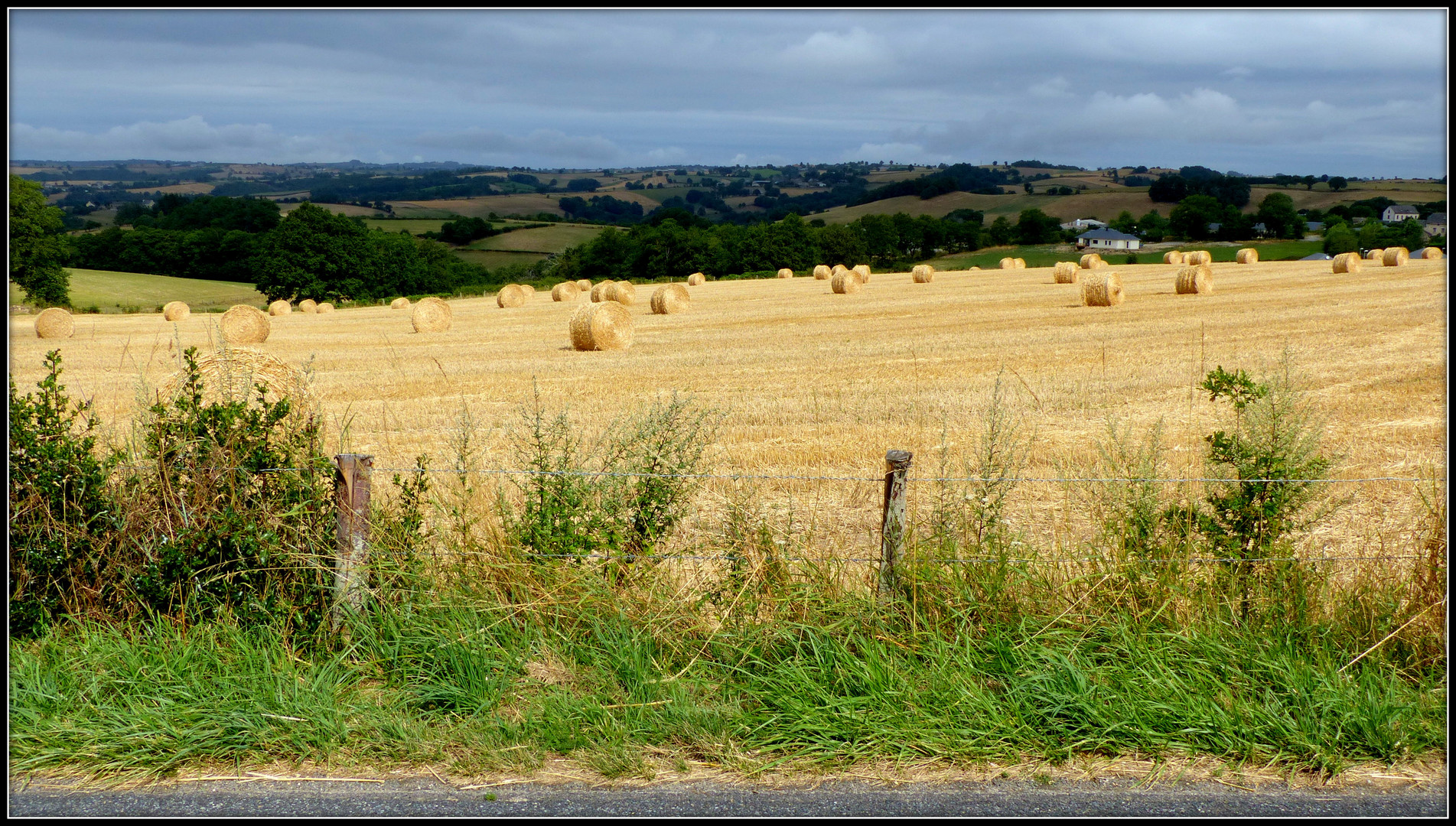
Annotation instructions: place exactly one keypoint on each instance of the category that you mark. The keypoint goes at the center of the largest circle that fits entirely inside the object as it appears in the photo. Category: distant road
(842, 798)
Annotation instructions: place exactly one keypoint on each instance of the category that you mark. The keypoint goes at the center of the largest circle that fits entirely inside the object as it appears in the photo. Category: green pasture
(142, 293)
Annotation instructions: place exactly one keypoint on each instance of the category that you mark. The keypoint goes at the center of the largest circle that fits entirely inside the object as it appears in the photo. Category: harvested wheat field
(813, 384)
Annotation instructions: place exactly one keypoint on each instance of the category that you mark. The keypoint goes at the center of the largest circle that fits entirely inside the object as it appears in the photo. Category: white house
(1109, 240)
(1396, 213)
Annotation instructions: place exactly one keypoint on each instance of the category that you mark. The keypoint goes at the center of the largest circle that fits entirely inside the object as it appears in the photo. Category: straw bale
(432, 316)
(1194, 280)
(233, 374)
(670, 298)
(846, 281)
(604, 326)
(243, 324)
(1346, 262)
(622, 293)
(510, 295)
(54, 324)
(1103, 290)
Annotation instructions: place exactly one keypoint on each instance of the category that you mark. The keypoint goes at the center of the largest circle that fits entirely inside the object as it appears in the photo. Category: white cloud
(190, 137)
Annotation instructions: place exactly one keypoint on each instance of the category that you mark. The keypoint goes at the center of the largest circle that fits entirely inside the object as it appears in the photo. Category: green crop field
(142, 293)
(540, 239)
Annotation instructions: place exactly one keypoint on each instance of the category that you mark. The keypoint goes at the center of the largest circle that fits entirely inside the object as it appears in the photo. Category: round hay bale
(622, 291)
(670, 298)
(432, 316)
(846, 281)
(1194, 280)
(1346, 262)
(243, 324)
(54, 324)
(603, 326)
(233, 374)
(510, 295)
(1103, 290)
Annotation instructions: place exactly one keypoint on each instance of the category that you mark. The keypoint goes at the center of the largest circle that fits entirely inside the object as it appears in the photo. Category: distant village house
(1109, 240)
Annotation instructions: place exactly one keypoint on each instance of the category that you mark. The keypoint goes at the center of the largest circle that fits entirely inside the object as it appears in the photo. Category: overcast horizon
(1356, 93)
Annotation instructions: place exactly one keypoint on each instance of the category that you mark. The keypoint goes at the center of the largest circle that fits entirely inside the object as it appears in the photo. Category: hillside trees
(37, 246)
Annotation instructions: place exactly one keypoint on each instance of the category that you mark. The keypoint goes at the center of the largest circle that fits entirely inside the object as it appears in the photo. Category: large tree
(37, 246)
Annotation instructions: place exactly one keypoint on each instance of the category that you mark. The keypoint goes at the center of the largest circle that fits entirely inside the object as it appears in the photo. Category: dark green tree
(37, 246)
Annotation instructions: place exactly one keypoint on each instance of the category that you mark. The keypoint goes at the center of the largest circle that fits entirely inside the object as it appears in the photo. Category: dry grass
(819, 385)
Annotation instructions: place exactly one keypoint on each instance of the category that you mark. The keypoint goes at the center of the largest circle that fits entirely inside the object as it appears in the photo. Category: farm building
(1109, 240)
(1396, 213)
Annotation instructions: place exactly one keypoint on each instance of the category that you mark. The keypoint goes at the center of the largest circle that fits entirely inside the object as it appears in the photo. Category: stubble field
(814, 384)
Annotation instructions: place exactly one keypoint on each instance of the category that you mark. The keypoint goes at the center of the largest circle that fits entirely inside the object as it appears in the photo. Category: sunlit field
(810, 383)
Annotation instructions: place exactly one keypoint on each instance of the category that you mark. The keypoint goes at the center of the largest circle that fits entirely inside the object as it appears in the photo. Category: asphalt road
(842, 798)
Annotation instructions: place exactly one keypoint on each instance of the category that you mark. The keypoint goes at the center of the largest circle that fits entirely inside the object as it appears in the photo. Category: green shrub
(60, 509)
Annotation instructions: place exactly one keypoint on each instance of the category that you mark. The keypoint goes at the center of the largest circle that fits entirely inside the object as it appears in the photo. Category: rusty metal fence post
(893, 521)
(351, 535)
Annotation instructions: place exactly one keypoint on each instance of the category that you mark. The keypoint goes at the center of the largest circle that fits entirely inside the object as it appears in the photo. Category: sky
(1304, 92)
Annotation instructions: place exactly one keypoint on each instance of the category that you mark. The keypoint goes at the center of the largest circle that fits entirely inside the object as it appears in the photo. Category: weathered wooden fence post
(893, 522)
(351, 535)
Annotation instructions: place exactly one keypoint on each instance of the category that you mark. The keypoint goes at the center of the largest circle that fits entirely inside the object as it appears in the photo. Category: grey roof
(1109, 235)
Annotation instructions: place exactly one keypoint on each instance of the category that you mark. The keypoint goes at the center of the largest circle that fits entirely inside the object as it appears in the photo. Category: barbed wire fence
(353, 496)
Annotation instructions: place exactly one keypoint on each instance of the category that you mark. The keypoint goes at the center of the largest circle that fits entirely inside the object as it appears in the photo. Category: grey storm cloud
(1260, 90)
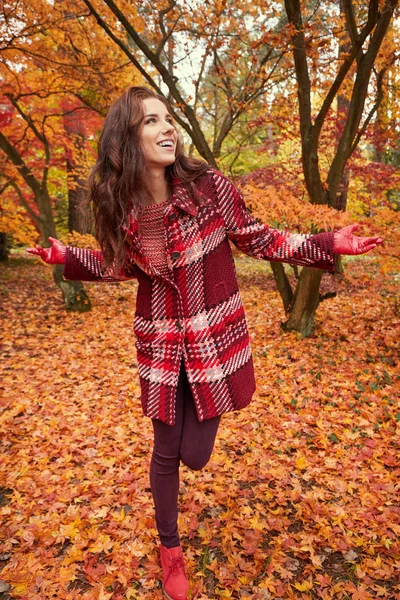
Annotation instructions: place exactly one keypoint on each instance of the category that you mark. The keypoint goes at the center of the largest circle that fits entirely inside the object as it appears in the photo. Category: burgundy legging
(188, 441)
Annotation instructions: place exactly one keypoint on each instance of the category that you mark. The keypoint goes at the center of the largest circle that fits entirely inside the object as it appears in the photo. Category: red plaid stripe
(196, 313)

——

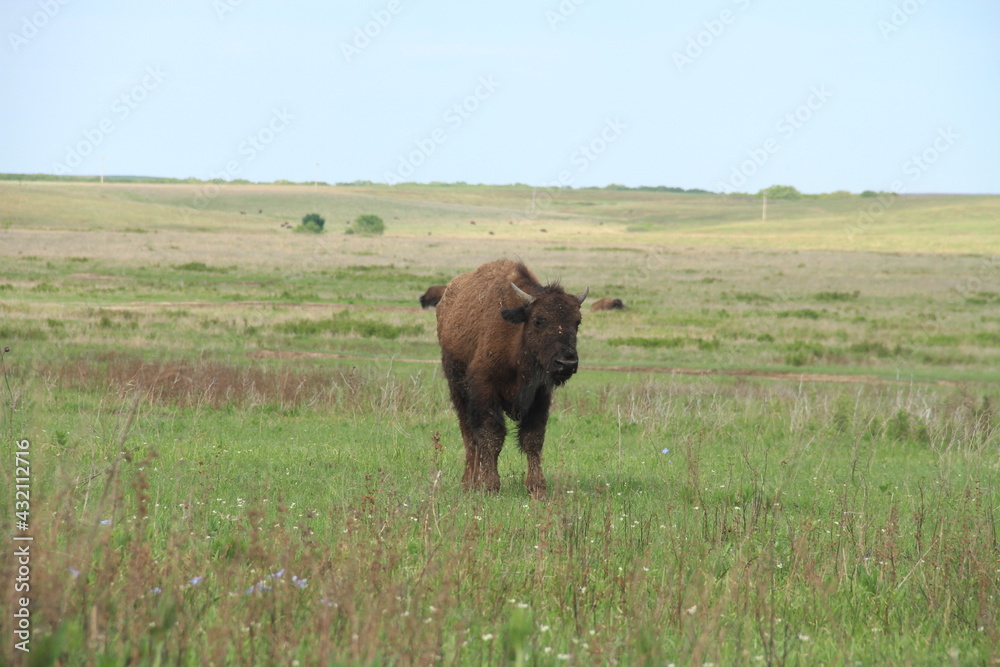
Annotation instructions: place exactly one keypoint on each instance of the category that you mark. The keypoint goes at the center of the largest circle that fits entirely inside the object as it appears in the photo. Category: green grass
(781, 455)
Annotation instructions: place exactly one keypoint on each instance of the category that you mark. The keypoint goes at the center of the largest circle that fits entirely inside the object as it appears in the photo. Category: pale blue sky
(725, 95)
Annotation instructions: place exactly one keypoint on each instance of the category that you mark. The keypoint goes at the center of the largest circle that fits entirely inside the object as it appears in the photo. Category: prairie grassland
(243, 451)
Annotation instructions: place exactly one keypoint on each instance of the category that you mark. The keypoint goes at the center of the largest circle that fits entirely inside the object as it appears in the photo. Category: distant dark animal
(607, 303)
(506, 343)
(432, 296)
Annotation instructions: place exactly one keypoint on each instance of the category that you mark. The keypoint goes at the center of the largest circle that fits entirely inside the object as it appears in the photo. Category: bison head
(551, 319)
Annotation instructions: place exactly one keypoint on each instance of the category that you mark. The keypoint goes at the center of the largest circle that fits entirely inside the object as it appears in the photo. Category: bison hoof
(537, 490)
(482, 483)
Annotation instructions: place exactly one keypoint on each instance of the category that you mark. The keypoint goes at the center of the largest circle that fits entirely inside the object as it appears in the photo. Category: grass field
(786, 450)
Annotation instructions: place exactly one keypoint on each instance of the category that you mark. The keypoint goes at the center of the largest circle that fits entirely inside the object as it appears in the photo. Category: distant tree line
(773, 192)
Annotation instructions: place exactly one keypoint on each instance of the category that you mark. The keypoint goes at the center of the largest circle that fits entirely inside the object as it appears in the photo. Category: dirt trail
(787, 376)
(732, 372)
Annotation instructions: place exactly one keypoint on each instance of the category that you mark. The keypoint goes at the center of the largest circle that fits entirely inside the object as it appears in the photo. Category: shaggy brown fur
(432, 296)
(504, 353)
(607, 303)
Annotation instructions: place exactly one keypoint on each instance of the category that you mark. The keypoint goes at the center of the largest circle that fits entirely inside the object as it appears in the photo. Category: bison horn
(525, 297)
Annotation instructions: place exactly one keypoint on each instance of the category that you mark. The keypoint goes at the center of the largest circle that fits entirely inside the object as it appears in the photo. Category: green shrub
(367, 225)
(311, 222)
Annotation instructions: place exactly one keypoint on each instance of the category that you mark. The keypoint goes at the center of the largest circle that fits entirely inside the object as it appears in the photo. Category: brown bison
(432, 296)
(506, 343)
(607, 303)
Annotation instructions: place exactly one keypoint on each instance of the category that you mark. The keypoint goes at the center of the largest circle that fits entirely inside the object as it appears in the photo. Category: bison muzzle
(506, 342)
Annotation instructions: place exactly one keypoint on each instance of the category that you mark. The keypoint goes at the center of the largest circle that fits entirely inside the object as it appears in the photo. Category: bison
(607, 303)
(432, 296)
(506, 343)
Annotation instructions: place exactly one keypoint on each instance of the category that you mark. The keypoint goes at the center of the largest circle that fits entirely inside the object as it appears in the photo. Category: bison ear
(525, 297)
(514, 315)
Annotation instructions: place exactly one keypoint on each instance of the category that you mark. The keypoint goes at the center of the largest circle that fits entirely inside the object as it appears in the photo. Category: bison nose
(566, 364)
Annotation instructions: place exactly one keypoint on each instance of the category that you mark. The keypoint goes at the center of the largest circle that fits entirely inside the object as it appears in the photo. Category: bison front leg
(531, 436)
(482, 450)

——

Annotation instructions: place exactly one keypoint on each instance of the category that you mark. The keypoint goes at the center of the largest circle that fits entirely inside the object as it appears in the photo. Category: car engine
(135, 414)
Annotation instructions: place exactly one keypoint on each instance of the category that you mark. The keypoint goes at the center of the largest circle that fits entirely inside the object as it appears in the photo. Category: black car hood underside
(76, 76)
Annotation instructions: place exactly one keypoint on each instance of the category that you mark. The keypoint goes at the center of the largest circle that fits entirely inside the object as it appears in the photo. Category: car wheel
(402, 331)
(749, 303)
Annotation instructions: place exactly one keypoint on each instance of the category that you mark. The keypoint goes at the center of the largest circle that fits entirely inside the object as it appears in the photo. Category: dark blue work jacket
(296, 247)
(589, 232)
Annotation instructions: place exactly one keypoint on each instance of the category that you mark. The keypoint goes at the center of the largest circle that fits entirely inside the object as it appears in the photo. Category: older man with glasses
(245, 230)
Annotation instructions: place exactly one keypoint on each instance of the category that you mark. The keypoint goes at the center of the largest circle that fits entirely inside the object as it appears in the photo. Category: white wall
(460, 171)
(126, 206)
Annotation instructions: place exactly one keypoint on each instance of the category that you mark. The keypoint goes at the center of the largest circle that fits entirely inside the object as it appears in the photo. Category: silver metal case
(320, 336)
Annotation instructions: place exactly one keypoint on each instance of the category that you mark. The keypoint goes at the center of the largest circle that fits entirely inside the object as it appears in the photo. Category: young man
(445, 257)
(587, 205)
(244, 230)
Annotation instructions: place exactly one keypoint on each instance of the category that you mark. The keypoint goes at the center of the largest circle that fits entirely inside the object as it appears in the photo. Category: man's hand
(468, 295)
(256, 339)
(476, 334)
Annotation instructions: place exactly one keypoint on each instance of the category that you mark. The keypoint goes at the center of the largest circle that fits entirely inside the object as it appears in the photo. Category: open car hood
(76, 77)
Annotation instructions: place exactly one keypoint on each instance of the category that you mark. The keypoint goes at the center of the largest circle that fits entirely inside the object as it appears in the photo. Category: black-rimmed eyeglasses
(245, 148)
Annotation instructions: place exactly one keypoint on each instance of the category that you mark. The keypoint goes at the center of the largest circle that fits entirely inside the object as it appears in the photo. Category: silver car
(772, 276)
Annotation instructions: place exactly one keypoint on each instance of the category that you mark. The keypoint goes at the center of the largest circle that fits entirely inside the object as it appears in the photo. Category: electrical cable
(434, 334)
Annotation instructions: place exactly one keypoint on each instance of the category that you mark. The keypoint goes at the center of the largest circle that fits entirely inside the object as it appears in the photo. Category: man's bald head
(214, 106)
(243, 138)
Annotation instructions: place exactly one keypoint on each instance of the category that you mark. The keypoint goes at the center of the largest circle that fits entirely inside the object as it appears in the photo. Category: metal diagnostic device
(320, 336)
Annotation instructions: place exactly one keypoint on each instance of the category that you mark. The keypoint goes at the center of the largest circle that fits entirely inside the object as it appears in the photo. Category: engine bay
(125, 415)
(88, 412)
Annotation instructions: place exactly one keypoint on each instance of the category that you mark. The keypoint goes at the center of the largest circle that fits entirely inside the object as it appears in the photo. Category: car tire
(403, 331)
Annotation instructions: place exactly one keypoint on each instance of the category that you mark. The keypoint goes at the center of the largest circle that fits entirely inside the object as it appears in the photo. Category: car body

——

Task description: Extract each line of the data above that contains the string "barbed", treating uppercase and lowercase letters as distinct.

Task solution:
Annotation instructions: place exactly one keypoint on each instance of the category that you mark. The keypoint goes at the center of the largest circle that fits entirely inside the object as it appears in the photo. Category: barbed wire fence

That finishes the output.